§ TASK STATEMENT:
Express the stretch from the line containing "Mark a point on each instance of the green grass" through the line containing "[(588, 175), (323, 177), (205, 163), (482, 167)]" as a JSON list of strings, one string per line, with blank lines omitted.

::: EXTRACTED RECORDS :::

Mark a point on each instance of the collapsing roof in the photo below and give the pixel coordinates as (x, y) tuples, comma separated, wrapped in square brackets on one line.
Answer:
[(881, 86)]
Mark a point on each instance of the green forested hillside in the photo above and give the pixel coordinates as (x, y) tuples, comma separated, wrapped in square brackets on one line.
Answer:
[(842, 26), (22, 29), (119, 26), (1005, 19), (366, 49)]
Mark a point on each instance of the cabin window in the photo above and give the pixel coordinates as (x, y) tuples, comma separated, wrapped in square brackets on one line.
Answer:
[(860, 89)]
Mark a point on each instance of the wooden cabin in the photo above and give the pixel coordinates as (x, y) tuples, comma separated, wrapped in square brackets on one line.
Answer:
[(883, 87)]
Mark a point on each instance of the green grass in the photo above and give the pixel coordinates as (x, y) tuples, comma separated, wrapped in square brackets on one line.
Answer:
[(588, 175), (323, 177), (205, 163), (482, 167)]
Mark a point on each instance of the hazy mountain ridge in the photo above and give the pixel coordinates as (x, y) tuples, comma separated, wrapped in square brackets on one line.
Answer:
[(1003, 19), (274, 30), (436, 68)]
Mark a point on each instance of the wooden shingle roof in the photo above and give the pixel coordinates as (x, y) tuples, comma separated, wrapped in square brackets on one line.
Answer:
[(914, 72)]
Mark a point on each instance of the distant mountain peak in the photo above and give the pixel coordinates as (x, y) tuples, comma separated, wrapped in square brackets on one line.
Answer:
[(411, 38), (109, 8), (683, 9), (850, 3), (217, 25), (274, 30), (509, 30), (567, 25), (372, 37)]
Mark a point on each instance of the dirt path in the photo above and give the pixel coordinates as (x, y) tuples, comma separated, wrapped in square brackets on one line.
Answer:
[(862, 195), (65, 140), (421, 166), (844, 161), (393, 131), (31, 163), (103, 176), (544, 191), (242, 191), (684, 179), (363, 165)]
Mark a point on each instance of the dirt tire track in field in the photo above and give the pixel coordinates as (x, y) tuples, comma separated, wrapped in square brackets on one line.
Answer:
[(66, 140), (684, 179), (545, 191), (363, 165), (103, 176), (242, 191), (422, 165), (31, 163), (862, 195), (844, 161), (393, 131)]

:::

§ RESULT OF THIS TASK:
[
  "Mark a point on each instance of the green grass in the photo above and give the pixel coordinates as (x, y) tuples, comma separated, wrapped in square brackets on one line.",
  "Answer:",
  "[(588, 175), (323, 177), (205, 163), (482, 167)]"
]